Task directions ::
For every record below, repeat the text exactly and pass over any image.

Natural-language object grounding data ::
--- --- ---

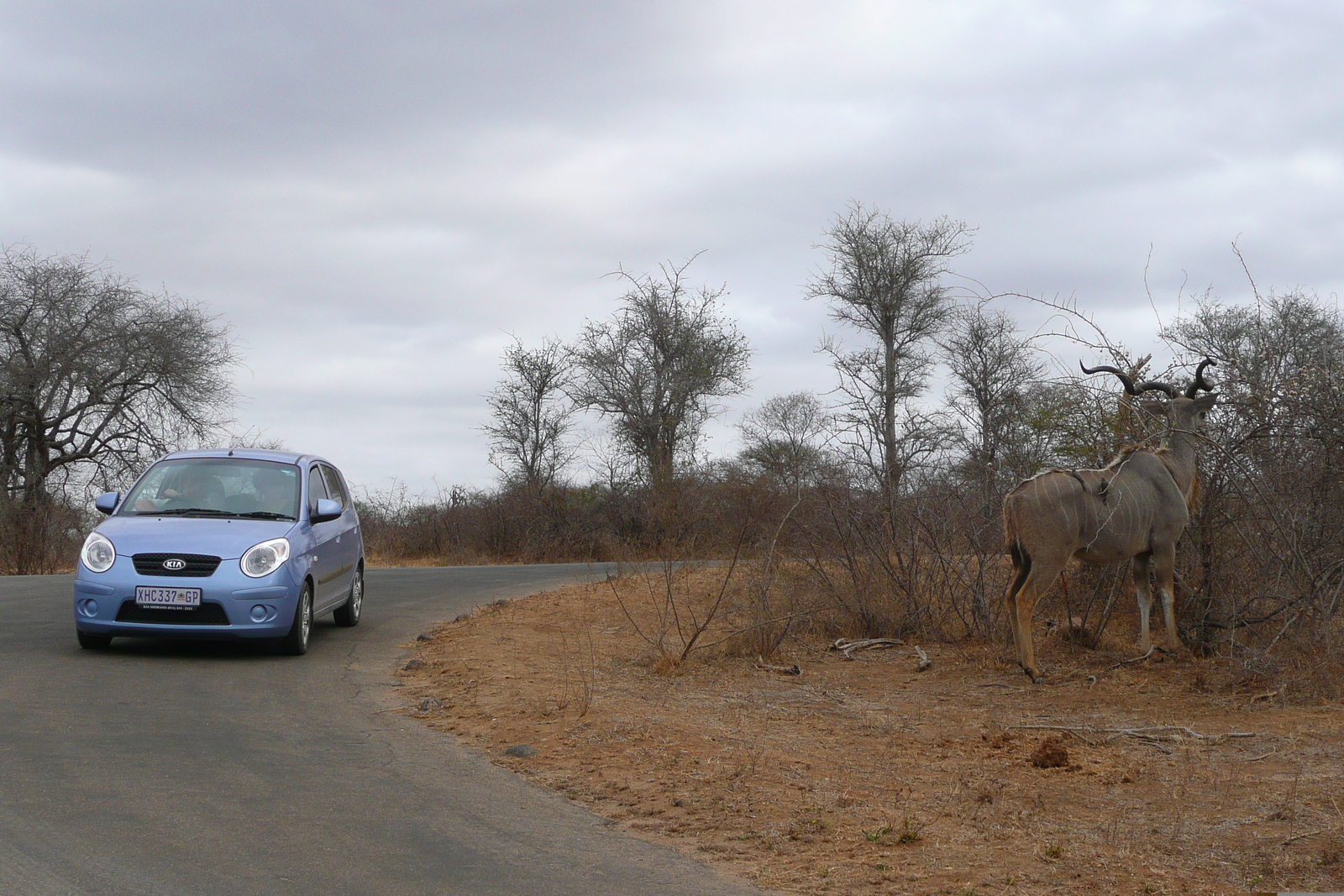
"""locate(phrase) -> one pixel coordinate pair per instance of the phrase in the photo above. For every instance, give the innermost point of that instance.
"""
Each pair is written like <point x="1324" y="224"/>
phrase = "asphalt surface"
<point x="171" y="768"/>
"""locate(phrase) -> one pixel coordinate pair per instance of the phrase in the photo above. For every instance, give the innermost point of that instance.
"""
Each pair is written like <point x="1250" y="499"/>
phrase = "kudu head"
<point x="1183" y="411"/>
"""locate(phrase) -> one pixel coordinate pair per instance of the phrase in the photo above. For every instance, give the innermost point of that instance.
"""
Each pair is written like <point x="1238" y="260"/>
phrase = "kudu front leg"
<point x="1166" y="570"/>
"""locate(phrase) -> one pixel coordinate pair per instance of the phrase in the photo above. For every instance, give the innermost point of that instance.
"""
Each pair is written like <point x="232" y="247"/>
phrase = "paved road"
<point x="178" y="768"/>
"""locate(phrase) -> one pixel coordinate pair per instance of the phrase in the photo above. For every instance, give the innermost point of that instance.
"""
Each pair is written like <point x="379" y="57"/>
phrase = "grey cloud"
<point x="407" y="183"/>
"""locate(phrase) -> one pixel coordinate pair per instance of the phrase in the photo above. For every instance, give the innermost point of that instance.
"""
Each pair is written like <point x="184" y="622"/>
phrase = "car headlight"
<point x="97" y="553"/>
<point x="265" y="558"/>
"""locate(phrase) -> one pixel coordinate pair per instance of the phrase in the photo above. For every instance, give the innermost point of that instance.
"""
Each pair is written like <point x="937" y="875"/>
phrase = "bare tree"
<point x="96" y="375"/>
<point x="658" y="367"/>
<point x="533" y="414"/>
<point x="781" y="437"/>
<point x="992" y="369"/>
<point x="885" y="281"/>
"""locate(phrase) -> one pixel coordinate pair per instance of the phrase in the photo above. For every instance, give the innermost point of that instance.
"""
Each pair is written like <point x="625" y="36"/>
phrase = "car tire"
<point x="347" y="614"/>
<point x="296" y="642"/>
<point x="91" y="641"/>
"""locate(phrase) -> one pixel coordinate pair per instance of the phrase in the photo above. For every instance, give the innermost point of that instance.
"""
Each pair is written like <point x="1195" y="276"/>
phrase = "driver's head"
<point x="270" y="483"/>
<point x="195" y="481"/>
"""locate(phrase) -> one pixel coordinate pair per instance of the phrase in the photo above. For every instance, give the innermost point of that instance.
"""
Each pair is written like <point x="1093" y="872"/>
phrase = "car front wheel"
<point x="347" y="614"/>
<point x="296" y="642"/>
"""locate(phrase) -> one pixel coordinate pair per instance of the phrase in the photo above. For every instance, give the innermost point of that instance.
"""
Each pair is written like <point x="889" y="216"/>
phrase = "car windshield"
<point x="217" y="486"/>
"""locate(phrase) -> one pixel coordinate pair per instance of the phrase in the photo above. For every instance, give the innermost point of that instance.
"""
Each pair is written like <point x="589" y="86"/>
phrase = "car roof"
<point x="252" y="454"/>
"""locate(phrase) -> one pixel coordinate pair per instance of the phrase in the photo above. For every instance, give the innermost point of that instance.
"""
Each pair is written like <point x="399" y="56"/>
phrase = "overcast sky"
<point x="376" y="195"/>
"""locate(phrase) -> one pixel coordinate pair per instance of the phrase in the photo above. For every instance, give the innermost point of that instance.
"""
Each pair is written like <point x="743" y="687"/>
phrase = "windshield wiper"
<point x="185" y="511"/>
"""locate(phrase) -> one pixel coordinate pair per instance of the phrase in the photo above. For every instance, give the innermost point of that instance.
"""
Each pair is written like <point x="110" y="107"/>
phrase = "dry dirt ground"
<point x="866" y="777"/>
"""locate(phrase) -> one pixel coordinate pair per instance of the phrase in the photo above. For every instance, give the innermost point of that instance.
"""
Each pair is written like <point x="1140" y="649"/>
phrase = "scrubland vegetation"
<point x="869" y="511"/>
<point x="875" y="511"/>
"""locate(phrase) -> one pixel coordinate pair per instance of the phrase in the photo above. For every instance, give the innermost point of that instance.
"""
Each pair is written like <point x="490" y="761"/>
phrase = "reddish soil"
<point x="866" y="777"/>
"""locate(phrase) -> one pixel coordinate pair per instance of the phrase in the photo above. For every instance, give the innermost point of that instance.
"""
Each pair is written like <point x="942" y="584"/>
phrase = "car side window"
<point x="333" y="486"/>
<point x="316" y="490"/>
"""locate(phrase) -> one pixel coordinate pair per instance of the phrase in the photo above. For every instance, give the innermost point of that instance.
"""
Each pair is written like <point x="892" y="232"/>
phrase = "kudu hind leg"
<point x="1142" y="590"/>
<point x="1021" y="564"/>
<point x="1164" y="560"/>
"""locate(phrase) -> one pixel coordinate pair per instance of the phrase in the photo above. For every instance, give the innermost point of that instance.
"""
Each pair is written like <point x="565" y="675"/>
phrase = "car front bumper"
<point x="233" y="605"/>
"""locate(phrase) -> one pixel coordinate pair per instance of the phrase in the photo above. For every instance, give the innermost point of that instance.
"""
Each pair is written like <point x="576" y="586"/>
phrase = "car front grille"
<point x="207" y="614"/>
<point x="198" y="564"/>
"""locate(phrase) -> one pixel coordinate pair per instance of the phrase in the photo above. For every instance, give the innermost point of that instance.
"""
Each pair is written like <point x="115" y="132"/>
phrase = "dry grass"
<point x="864" y="777"/>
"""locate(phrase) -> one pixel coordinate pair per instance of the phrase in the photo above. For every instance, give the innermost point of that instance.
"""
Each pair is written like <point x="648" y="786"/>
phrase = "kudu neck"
<point x="1178" y="453"/>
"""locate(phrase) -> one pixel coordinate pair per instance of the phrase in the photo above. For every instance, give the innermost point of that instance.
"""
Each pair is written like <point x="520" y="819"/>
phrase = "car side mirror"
<point x="327" y="511"/>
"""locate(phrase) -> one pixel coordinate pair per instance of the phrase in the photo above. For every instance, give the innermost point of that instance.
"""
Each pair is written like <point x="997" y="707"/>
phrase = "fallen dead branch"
<point x="1126" y="663"/>
<point x="1155" y="734"/>
<point x="1310" y="833"/>
<point x="784" y="671"/>
<point x="847" y="647"/>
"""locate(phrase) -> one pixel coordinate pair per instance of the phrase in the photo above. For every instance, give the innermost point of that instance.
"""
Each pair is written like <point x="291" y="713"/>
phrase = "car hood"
<point x="226" y="539"/>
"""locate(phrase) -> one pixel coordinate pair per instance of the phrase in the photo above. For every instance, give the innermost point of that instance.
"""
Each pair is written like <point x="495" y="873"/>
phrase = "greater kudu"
<point x="1133" y="508"/>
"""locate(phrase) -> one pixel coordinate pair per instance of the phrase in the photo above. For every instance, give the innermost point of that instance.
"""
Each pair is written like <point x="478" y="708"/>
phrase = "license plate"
<point x="167" y="598"/>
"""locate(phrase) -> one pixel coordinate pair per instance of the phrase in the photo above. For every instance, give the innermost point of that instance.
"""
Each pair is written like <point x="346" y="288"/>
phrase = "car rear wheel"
<point x="91" y="641"/>
<point x="296" y="642"/>
<point x="347" y="614"/>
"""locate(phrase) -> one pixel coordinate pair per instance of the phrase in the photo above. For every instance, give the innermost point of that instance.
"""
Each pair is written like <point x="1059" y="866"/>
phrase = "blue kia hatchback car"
<point x="223" y="544"/>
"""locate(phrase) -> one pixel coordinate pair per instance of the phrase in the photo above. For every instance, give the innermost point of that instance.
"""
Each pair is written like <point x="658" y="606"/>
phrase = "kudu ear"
<point x="1155" y="407"/>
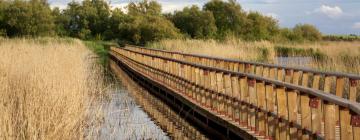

--- --- ---

Output of the exercise ::
"""locate(phrase) -> one pixel coordinate pair per instance of the phrase in the photo above. For every instance, give the innermost point of that instance.
"""
Each pair is written like <point x="1324" y="224"/>
phrase = "asphalt surface"
<point x="171" y="768"/>
"""locate(phrase) -> one pixel coordinate pair per instance of the phrase in the photo above. For every instance, give the innermost point of that instance.
"""
Each pair is written like <point x="1250" y="499"/>
phrase = "kudu head"
<point x="1183" y="411"/>
"""locate(phrase) -> one pixel coordinate pair per instance of the phrase in the photo above. For every instance, give the innermost point of that instance.
"""
Each pair is written like <point x="1238" y="260"/>
phrase = "kudu front leg"
<point x="1166" y="570"/>
"""locate(phrase) -> one pixel coordinate pair per instance of the phrase in the photo above. For every instance, give the innermost point of that instance.
"""
Each pair is written like <point x="232" y="247"/>
phrase = "paved road"
<point x="178" y="768"/>
"""locate(phrase) -> one pixel coordinate pair per instance of the phrase in the photo above. For every instance, give the innermost point of that instance.
"""
Each pair is written like <point x="379" y="57"/>
phrase = "grey cloud"
<point x="407" y="183"/>
"""locate(phrase) -> one pixel coordinate pair per instance of the phrase in the photo above. For every instance, give the innermost point of that instance.
"""
Each pair is written like <point x="184" y="622"/>
phrase = "car headlight"
<point x="97" y="553"/>
<point x="265" y="558"/>
"""locate(phrase) -> one pixel coordinate pair per instance of the phrase in the photo above. For every instance, give the innermost point of that instance.
"""
Each pair is written like <point x="937" y="875"/>
phrase = "bare tree"
<point x="96" y="375"/>
<point x="658" y="367"/>
<point x="533" y="414"/>
<point x="781" y="437"/>
<point x="992" y="369"/>
<point x="885" y="281"/>
"""locate(phrase) -> one pixel coordinate pair per instance of the phrase in the photo above. For every instance, give the innermost point of that instance.
"""
Each pair is written like <point x="625" y="36"/>
phrase = "car tire"
<point x="347" y="614"/>
<point x="296" y="642"/>
<point x="91" y="641"/>
"""locate(phrase) -> one pixel coordinate pair per instance of the phrase in the photo above. For every instance, give the innermost point of that instance.
"""
Each pair is written like <point x="1195" y="276"/>
phrase = "driver's head"
<point x="270" y="483"/>
<point x="195" y="481"/>
"""locate(phrase) -> one pixel coordinate pair per instance of the phrase in the photo above. For every instance, give the innermost point of that instance.
"""
Each pair is written like <point x="1093" y="872"/>
phrase = "car front wheel"
<point x="347" y="614"/>
<point x="296" y="642"/>
"""locate(phrase) -> one pixel coordinate pair per instance of the phrase in the photo above. For every instance, give the innermost point of that instance.
"""
Each pair is written like <point x="889" y="216"/>
phrase = "car windshield"
<point x="217" y="486"/>
"""locate(phrase) -> one pixel coordinate pair per instance of the phrase in the photo above. For every instance, give the innermost point of that instance.
"""
Each pair is written like <point x="589" y="86"/>
phrase = "car roof"
<point x="252" y="454"/>
"""locate(phrase) -> one pixel coordinate pair per instance of the phrase in the photo above. For every instance, give the innermost point of that instance.
"""
Each pair is written like <point x="399" y="56"/>
phrase = "overcast sky"
<point x="376" y="195"/>
"""locate(phrase) -> one pixel coordinate pair per instance of the phrase in the photo above. For every instance, give the innermost point of that instance.
"""
Each pair is written like <point x="743" y="687"/>
phrase = "windshield wiper"
<point x="185" y="511"/>
"""locate(phrase) -> one pixel coordinate pair per instance of the phrase in the photo above. For every instance, give the innermost point of that instance.
"""
Each pair is written like <point x="110" y="107"/>
phrase = "dry dirt ground"
<point x="866" y="777"/>
"""locate(phrase) -> one pixel coordinate pair per instance of the phrase in the photo above. For every instance, give the innermost point of that instance.
"""
Each pair is written like <point x="1140" y="649"/>
phrase = "scrubland vegetation"
<point x="869" y="511"/>
<point x="875" y="511"/>
"""locate(phrase) -> one pixel coordinate pair per instance of the phrase in the photo above. For every instance, give the innermost point of that instance.
"""
Each pair is written like <point x="490" y="761"/>
phrase = "reddish soil"
<point x="866" y="777"/>
"""locate(phrase) -> one pixel coordinate pair per instance of the phrase in the photo above. For every instance, give the innermost point of that instance.
"""
Each pair is written like <point x="942" y="584"/>
phrase = "car side window"
<point x="333" y="486"/>
<point x="316" y="490"/>
"""locate(phrase) -> one pixel coordinate pair per instance of the phrase in the photo above. For every instance, give the innermost point of that instance.
"""
Each pair is written like <point x="892" y="232"/>
phrase = "kudu hind leg"
<point x="1142" y="590"/>
<point x="1021" y="564"/>
<point x="1164" y="560"/>
"""locate(phrase) -> one pixel coordinate pair per instance of the phrase in the photo above. For every instance, give the innermost point of that instance.
"""
Each pair is written like <point x="565" y="675"/>
phrase = "car front bumper"
<point x="233" y="605"/>
"""locate(phrase) -> one pixel coordinate pair per instance of the phrase in the photo above. For every instance, give the innermost point of that instance.
"""
Each pair is written like <point x="576" y="586"/>
phrase = "car front grille"
<point x="207" y="614"/>
<point x="198" y="564"/>
"""locate(phrase) -> one pixel coordinate pair per instance of the phrase in the photo above. For every instance, give the innermost point of that instance.
"""
Each pair is written like <point x="115" y="132"/>
phrase = "dry grass"
<point x="864" y="777"/>
"""locate(phrase) -> one pixel coordinate pair per instance of the phrase in the photo above. For every instance, give the innermost point of that instance.
"""
Each pair is written like <point x="648" y="786"/>
phrase = "kudu neck"
<point x="1178" y="453"/>
"""locate(phrase) -> one pixel coordinate pair per instance of the phrase in the photo above. For every instance, give the innermost point of that instance.
"""
Each pair is written like <point x="520" y="819"/>
phrase = "car side mirror"
<point x="327" y="511"/>
"""locate(phrase) -> one pixel coordinate pair per instance of the phrase in the photo above. For every instance, give the innermost point of that instance.
"""
Each pair is written like <point x="997" y="707"/>
phrase = "fallen dead branch"
<point x="1126" y="663"/>
<point x="1155" y="734"/>
<point x="1310" y="833"/>
<point x="784" y="671"/>
<point x="847" y="647"/>
"""locate(phrase) -> one pixel coordinate pair per instance of the phrase in the photo above. For every instance, give the innermost point of that instance.
"""
Each pair is written like <point x="291" y="713"/>
phrase = "car hood"
<point x="226" y="539"/>
"""locate(phrase) -> one pixel coordinate pair per instance of the phrase in the photo above. For every instance, give the innermost point of that instance.
"""
Each pair is written like <point x="495" y="873"/>
phrase = "greater kudu"
<point x="1133" y="508"/>
"""locate(phrase) -> one pixel coordinate pair per instance of the phrase in the photo above. For every instance, give the innermost point of that instance.
"""
Each pair is written like <point x="478" y="708"/>
phrase = "license plate"
<point x="167" y="598"/>
"""locate(phrase) -> one pixel coordinate pair per instance of the phrase in the photo above. For every instance, give the innermost point of that instance.
"""
Each pair is written like <point x="346" y="288"/>
phrase = "car rear wheel"
<point x="91" y="641"/>
<point x="296" y="642"/>
<point x="347" y="614"/>
"""locate(phrase) -> one pixel coordinate pair per instance of the phrase in the photo above. For every instance, give the innermost point of that instance.
"""
Each pair is written like <point x="1059" y="866"/>
phrase = "blue kia hatchback car"
<point x="223" y="544"/>
"""locate(phrase) -> one pixel coordinate pair per instance of the phrase in the photo above. For every instance, give the innermost point of that instance.
"""
Each pair is written like <point x="658" y="606"/>
phrase = "kudu ear"
<point x="1155" y="407"/>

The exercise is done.